SELECT schemaname, tablename,
n_live_tup as row_count
FROM pg_stat_user_tables
ORDER BY n_live_tup DESC;"
# Run integrity checks
docker exec heliosdb-postgres \
psql -U heliosdb_admin -d heliosdb -c "VACUUM ANALYZE;"
Step 6: Restart Services¶
# Restart all services
docker compose -f deployment/staging/docker-compose.yml up -d
# Or for Kubernetes
kubectl scale deployment --all --replicas=1 -n heliosdb-staging
Post-Rollback Validation¶
1. Health Checks¶
# Check all service health endpoints
curl http://localhost:8081/health # Conversational BI
curl http://localhost:8082/health # Compliance
curl http://localhost:8083/health # Embedded+Cloud
# All should return: {"status": "healthy"}
2. Smoke Tests¶
Conversational BI¶
curl -X POST http://localhost:8081/api/v1/query \
-H "Content-Type: application/json" \
-d '{"question": "Show me users", "database": "heliosdb"}'
Compliance¶
Embedded+Cloud¶
3. Metrics Validation¶
# Check Prometheus targets
curl http://localhost:9090/api/v1/targets | \
jq '.data.activeTargets[] | {job: .labels.job, health: .health}'
# All should show: "health": "up"

§ TASK INSTRUCTIONS: State the port that the Compliance health check uses in the rollback procedure above.

§ SUPPLIED MATERIAL:
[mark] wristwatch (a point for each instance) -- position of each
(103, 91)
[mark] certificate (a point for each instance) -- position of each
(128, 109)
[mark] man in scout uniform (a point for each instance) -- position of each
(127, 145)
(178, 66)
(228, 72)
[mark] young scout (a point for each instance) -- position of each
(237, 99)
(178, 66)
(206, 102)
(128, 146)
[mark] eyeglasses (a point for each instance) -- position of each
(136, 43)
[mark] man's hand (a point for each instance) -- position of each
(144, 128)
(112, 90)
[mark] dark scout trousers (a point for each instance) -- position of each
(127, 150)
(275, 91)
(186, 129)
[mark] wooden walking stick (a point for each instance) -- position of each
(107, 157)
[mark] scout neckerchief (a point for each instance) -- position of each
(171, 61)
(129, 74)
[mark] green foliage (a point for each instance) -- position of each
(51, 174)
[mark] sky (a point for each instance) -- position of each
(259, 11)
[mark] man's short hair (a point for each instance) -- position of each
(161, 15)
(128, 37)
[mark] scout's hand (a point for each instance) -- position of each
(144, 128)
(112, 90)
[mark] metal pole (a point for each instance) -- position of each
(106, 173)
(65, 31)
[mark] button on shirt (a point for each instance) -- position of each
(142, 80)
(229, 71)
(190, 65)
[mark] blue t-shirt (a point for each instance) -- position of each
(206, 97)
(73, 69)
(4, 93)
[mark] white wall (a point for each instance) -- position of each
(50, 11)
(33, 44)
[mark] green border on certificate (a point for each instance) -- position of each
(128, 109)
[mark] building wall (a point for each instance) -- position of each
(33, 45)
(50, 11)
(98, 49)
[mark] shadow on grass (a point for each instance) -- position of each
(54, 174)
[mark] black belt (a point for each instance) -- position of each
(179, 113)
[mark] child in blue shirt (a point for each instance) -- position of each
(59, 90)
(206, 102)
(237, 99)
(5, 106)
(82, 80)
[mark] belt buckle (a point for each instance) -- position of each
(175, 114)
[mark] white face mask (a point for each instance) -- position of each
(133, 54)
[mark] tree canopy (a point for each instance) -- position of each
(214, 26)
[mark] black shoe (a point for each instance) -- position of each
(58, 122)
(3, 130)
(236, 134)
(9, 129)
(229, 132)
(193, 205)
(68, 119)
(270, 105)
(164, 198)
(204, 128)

§ ANSWER SPACE: 8082